— START OF Supplied data —
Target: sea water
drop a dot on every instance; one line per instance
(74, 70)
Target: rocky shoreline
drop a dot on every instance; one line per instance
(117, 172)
— END OF Supplied data —
**Exercise details**
Copy out every line of the material above word for word, keeping each line as it stands.

**Exercise response**
Target: sea water
drop a dot on every instance; one line per instance
(74, 70)
Target: rocky shoreline
drop a dot on every instance; one line per instance
(117, 172)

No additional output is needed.